***** Material for this exercise *****

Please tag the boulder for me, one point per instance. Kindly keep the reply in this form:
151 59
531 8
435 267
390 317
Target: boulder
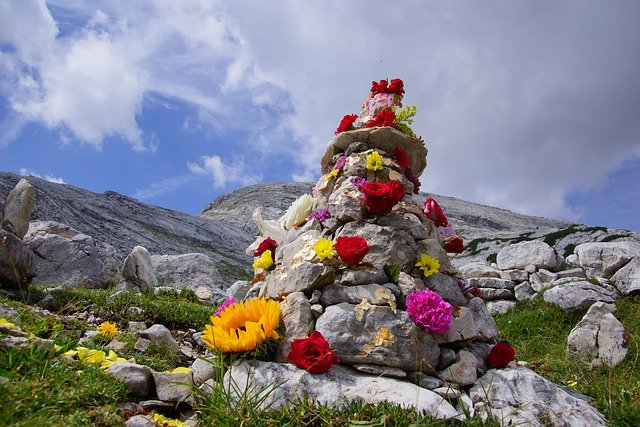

*****

▶ **Task objective**
Swap every occurrence of "boulder" in the rows above for "stone", changing nothing else, and reproduce the rows without the pictures.

▶ **Solution for this problem**
Please tag the stone for me, one point per instance. Kindly keep the reply in this form:
151 59
531 8
435 267
390 317
Target: stone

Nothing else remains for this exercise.